Con la autoridad de sus conocimientos clínicos Oliver Sacks afirmó que los problemas de su hermano Michael no eran puramente médicos. Eran, sobre todo, existenciales y de sentido. Sesenta años después se sintió culpable de no haber sido más cariñoso, de no haberle dado más apoyo, de no haber ido con él a un restaurante, al cine, a un concierto, al campo o a la playa.
De algunas enfermedades físicas se dice que avanzan silenciosamente. De las mentales nos damos cuenta cuando ya han hecho el daño. En muchos informes viene hablándose de los problemas de salud mental que se han causado con la pandemia.
La encuesta de 2021 de #MiVozMiCiudad, liderada por la Red de Ciudades Cómo Vamos, da a conocer que la percepción de los encuestados sobre su buen estado mental está por debajo de 40 %. Son los jóvenes los que se perciben a sí mismos en peor estado. Otros estudios catalogan la esquizofrenia, los trastornos psicóticos, los de déficit de atención y la depresión como los más comunes en este momento.
Pero la depresión es la que tiene incidencia mayor, no solo aquí, sino también en el resto del mundo. Y muchísimo entre las mujeres.
En otra época se mezclaban los estados depresivos con la tristeza profunda. La poesía llegó a transmutar esos estados en versos de nocturna belleza como en José Asunción Silva, cuya sombra y la de su amada “por los rayos de la luna proyectadas/sobre las arenas tristes/de la senda se juntaban…”. José José, en El triste, cantó con su inolvidable voz: “Qué triste todos dicen que soy”, como un estado permanente de su vida. Pero aunque sigue latiendo en la literatura y en la poesía, la tristeza no se identifica con la depresión.
Esta última es diferente a cambios normales de estado de ánimo o períodos cortos de tristeza: en la depresión la tristeza persiste, pero arrastrando una pérdida de interés en actividades que los individuos normalmente disfrutan, más una incapacidad para llevar adelante la vida, según una publicación de El Tiempo sobre la salud mental, el pasado 18 de octubre.

**Tarea A:**
Responde, según el texto sobre la salud mental:
(i) ¿Por debajo de qué porcentaje está la percepción de los encuestados sobre su buen estado mental en la encuesta de 2021 de #MiVozMiCiudad?
(ii) ¿Qué trastorno tiene la mayor incidencia?
(iii) ¿Cómo se titula la canción de José José que se cita?
**Tarea B:** Retoma el texto sobre la salud mental y prolóngalo a partir de su última oración.

**Información proporcionada:**
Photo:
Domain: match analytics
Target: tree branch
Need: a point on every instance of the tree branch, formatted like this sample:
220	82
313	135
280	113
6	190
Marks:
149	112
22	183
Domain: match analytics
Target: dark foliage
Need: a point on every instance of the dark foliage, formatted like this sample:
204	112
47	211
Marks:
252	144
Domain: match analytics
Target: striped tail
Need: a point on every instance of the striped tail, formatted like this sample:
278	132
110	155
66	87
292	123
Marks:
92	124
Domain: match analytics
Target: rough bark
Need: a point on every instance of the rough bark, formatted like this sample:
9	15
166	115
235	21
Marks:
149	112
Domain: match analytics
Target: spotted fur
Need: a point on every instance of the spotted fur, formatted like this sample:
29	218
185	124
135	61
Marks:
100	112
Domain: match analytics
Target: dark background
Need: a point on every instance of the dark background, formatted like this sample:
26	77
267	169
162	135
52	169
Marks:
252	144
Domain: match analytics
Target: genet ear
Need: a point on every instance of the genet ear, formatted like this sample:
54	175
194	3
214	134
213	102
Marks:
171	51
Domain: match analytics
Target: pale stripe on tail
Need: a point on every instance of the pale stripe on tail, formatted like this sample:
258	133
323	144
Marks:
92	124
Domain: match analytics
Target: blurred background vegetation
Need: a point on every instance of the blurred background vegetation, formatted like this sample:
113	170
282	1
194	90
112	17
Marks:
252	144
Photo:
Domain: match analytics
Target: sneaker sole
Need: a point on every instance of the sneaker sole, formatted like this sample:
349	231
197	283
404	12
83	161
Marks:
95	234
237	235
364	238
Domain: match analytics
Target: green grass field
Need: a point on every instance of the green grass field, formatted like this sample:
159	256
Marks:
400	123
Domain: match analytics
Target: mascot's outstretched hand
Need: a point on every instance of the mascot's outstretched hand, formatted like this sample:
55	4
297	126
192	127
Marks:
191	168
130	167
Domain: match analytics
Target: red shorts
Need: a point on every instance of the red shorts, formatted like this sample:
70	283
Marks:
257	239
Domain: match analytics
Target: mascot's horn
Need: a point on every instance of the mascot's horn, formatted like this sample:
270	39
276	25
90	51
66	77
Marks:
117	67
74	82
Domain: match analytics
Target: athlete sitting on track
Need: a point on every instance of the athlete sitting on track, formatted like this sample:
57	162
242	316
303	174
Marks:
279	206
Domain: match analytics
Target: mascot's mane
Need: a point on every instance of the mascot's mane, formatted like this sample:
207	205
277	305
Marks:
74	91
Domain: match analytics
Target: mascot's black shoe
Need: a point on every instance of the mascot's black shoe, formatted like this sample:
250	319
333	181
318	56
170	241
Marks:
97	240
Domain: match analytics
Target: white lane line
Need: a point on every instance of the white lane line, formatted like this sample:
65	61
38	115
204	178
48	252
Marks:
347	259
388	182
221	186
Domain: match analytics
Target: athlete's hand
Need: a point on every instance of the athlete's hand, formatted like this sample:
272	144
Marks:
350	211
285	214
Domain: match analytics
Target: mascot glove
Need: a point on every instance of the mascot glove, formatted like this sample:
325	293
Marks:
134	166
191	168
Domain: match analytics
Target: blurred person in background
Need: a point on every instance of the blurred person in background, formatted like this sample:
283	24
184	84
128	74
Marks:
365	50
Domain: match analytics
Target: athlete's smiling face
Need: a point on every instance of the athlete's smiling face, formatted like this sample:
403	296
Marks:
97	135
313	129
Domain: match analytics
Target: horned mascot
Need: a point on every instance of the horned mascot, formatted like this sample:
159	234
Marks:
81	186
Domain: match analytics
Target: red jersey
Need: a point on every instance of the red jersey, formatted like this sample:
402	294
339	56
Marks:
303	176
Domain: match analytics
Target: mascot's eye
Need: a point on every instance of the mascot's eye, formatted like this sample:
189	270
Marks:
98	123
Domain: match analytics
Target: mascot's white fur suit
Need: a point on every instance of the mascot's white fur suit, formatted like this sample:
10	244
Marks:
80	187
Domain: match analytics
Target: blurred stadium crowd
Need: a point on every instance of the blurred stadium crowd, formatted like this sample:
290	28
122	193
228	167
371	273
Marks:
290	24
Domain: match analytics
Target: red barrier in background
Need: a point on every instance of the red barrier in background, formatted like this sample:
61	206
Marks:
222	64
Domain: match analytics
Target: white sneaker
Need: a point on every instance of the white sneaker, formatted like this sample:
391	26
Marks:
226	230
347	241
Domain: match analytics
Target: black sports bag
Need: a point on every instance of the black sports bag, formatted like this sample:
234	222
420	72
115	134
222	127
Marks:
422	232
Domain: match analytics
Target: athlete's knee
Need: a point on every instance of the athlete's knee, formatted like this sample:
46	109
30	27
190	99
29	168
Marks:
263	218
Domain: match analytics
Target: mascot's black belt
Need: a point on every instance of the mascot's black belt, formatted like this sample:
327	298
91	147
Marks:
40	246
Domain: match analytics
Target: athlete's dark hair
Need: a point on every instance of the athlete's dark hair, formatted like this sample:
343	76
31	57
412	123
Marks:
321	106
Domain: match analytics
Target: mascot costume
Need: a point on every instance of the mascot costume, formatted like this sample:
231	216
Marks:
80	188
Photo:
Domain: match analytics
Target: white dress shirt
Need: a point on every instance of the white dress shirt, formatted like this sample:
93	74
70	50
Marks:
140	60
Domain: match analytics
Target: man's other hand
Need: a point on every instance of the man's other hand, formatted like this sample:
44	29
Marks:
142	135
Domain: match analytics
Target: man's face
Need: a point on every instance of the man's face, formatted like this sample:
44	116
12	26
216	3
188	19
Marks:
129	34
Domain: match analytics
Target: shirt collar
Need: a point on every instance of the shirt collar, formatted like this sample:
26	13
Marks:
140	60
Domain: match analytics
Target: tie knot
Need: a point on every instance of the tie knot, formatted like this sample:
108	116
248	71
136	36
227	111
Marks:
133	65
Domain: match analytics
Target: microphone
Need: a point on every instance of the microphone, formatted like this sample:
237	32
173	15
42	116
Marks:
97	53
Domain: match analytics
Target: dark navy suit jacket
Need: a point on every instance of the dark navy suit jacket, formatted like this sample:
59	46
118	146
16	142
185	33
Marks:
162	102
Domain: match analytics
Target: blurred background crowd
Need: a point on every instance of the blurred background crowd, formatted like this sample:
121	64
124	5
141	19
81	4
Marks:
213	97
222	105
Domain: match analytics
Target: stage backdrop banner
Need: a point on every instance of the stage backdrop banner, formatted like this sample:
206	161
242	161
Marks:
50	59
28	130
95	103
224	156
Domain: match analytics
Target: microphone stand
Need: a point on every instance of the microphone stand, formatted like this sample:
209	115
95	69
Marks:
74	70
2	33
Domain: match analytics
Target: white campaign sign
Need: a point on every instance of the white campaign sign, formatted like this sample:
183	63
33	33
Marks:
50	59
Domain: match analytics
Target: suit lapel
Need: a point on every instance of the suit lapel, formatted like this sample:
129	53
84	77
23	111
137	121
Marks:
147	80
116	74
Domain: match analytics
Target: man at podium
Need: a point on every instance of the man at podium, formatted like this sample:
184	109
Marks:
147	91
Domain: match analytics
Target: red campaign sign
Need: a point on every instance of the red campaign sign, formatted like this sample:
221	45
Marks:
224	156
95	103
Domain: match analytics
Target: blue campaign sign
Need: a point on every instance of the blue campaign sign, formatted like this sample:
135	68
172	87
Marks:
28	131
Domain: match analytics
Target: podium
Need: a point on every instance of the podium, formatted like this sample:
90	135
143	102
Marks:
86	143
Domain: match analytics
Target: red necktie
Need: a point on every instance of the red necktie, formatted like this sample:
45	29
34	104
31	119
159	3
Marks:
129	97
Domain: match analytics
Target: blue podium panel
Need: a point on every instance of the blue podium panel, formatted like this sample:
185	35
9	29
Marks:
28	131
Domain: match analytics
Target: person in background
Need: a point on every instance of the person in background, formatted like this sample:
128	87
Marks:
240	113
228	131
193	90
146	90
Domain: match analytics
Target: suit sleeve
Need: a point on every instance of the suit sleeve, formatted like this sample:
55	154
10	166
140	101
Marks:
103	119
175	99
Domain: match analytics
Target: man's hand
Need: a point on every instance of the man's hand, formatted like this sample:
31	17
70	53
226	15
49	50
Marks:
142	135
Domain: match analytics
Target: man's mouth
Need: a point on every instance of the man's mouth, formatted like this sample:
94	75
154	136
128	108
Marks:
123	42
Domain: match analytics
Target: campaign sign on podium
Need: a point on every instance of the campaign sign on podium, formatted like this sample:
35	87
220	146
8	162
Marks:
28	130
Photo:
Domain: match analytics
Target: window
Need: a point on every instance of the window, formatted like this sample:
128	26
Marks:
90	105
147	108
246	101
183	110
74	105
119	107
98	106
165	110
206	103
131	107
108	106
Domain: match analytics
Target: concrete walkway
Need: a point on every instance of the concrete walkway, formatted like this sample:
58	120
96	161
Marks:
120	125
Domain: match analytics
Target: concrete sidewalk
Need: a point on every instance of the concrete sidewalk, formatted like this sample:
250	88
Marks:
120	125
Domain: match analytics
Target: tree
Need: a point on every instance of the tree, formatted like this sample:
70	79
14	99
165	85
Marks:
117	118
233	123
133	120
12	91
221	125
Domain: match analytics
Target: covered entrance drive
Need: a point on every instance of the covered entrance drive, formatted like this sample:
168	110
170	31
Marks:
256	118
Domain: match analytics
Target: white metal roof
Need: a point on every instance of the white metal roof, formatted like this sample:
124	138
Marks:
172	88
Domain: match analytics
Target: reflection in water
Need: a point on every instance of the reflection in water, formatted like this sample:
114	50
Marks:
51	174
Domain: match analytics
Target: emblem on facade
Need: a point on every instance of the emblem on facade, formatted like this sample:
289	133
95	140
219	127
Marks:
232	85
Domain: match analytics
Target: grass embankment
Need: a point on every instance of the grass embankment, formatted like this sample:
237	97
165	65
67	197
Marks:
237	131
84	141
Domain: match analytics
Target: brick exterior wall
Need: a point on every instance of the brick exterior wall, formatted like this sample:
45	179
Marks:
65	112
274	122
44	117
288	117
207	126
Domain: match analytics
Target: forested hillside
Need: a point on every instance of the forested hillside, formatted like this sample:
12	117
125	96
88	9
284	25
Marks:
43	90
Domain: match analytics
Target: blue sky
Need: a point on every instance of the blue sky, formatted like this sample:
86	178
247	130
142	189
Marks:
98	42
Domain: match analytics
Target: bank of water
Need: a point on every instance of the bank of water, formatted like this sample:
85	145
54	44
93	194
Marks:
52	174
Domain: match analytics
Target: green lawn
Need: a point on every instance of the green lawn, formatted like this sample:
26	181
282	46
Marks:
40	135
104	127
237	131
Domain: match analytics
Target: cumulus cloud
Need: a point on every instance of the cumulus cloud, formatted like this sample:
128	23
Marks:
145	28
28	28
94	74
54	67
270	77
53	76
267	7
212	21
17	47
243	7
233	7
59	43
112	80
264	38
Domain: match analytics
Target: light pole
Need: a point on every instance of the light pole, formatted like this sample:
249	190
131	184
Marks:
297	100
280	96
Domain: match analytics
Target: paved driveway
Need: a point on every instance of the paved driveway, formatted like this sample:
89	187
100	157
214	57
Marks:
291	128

**Respuesta final A:**
(i) 40 %
(ii) La depresión
(iii) El triste

**Respuesta final B:**
Me preocupa mucho que los jóvenes sean la población más afectada por la depresión en esta pandemia. El desempleo, estar por fuera de la educación, las drogas, no ver claramente un futuro y, por tanto, la desesperanza, son factores que agravan la situación vulnerable de los jóvenes. En su libro En movimiento Oliver Sacks, neurólogo británico muy reconocido, relata que Michael, su hermano mayor, era esquizofrénico. En plena juventud había perdido el sentido de la vida, la capacidad de aprecio por la ciencia y la belleza del arte, la aptitud para enfrentar la vida diaria. “Los tranquilizantes surtían poco o ningún efecto sobre los síntomas”, escribe. Pero con la autoridad de sus conocimientos clínicos afirma que “los problemas de Michael no eran puramente médicos”; eran, sobre todo, existenciales y de sentido.
Sigue una parte dolorosa cuando dice que sesenta años después se sintió culpable de no haber sido más cariñoso, de no haberle dado más apoyo, de no haber ido a un restaurante, al cine, a un concierto, al campo o a la playa con él. Michael necesitaba afecto por encima de todo.
Estas cortas líneas de Sacks dicen mucho sobre lo que podemos hacer por los demás si queremos una salud mental colectiva. No abrumarnos con la culpa, diría yo, pero sí pensar que los problemas de salud mental que los estudios sociales están mostrando se mejoran con afecto y comprensión más que con pastillas.